- EXERCISE SET -
#1 Using the currency update, answer these:
(a) What vote split came with the Bank of England's "hawkish cut"?
(b) To what level did GBP/USD extend its rally?
(c) Near what level did EUR/USD hold in quiet Monday trade?
#2 Reproduce the passage of the currency update starting with "Daily Currency Market" and going on through "on further easing.", substituting "cautious cut" for "hawkish cut".

Daily Currency Market Update – 11th August 2025

GBP/EUR

Summary: GBP/EUR in tight trading range as the Euro gained modest support from optimism surrounding a potential US–Russia summit. Expectations of increased European defence spending and easing trade tensions helped underpin the single currency. However, Sterling remains supported following last week’s “hawkish cut” from the Bank of England, where a narrow 5–4 vote signalled caution on further easing.


Outlook: With UK employment data and Eurozone ZEW sentiment due on Tuesday, GBP/EUR may remain range-bound. A dovish BoE tone or weak UK labour figures could pressure the Pound.

GBP/USD

Summary: GBP/USD extended its rally to 1.3480, marking a fifth consecutive daily gain. Sterling was buoyed by tempered BoE rate cut expectations and a softer US Dollar, which continues to face pressure from rising Fed easing bets. Fed Governor Bowman signalled support for three rate cuts this year, citing cooling labour market conditions.


Outlook: UK jobs data and US CPI on Tuesday will be pivotal. If inflation accelerates and UK employment softens, GBP/USD could face resistance near 1.3500.

EUR/USD

Summary: EUR/USD held near 1.1670 in quiet Monday trade, supported by risk-on sentiment and hopes of progress in US–China and US–Russia talks. The Euro benefited from speculation that the ECB may pause its easing cycle in September, while the Dollar weakened on dovish Fed expectations.

- MATERIAL -
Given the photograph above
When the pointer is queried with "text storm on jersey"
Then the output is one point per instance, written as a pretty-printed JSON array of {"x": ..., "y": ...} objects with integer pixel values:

- ANSWERS TO THE TASKS -
#1
(a) 5–4
(b) 1.3480
(c) 1.1670

#2
Daily Currency Market Update – 11th August 2025

GBP/EUR

Summary: GBP/EUR in tight trading range as the Euro gained modest support from optimism surrounding a potential US–Russia summit. Expectations of increased European defence spending and easing trade tensions helped underpin the single currency. However, Sterling remains supported following last week’s “cautious cut” from the Bank of England, where a narrow 5–4 vote signalled caution on further easing.